▶ **TO DO**: Please rewrite the entries, replacing every "Trace" with "Draw" and leaving everything else as it is.

▶ **RECORDS TO USE**:
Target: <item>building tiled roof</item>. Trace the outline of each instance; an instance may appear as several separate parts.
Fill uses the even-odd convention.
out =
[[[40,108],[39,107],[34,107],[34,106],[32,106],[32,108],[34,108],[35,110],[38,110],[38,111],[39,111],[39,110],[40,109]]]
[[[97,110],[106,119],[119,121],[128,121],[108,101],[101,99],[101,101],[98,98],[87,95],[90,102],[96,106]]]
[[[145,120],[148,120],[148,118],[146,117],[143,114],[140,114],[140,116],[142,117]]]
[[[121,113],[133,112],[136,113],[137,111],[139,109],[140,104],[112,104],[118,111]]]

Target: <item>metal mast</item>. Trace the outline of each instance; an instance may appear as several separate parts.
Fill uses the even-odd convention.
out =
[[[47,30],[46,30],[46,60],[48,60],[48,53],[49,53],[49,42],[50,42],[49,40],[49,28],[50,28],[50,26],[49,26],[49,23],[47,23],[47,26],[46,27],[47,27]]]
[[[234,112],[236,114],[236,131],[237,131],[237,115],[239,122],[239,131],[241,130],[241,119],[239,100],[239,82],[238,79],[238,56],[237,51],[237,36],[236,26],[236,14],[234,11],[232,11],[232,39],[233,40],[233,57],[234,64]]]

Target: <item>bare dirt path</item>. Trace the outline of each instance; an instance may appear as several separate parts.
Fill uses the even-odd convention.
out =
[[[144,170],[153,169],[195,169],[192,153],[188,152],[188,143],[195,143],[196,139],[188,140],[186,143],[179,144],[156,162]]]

▶ **ANSWER TO THE PROBLEM**:
Target: <item>building tiled roof</item>. Draw the outline of each instance; an instance may appear as several separate parts.
Fill uses the even-odd convention.
out =
[[[40,108],[39,107],[34,107],[34,106],[32,106],[32,108],[34,108],[35,110],[38,110],[38,111],[39,111],[39,110],[40,109]]]
[[[97,110],[106,119],[119,121],[128,121],[108,101],[101,99],[101,101],[98,98],[87,95],[90,102],[96,106]]]
[[[145,120],[148,120],[148,118],[146,117],[143,114],[140,114],[140,116],[142,117]]]
[[[121,113],[133,112],[136,113],[137,111],[139,109],[140,104],[112,104],[118,111]]]

Target: <item>metal mast</item>. Draw the outline of each instance; an instance may appear as several separate parts.
Fill uses the even-odd convention.
out =
[[[47,30],[46,30],[46,60],[48,60],[48,53],[49,53],[49,42],[50,42],[49,40],[49,28],[50,28],[50,26],[49,26],[49,23],[47,23],[47,26],[46,27],[47,27]]]
[[[234,112],[236,114],[236,131],[237,131],[237,115],[239,122],[239,131],[241,130],[241,119],[239,100],[239,82],[238,79],[238,56],[237,51],[237,36],[236,26],[236,14],[234,11],[232,11],[232,39],[233,40],[233,57],[234,64]]]

Target: <item>bare dirt path</item>. Draw the outline of each instance; an instance may appear as several separate parts.
Fill uses the even-odd convention.
out =
[[[144,170],[153,169],[195,169],[192,153],[188,152],[188,143],[195,143],[196,139],[188,140],[186,143],[179,144],[156,162]]]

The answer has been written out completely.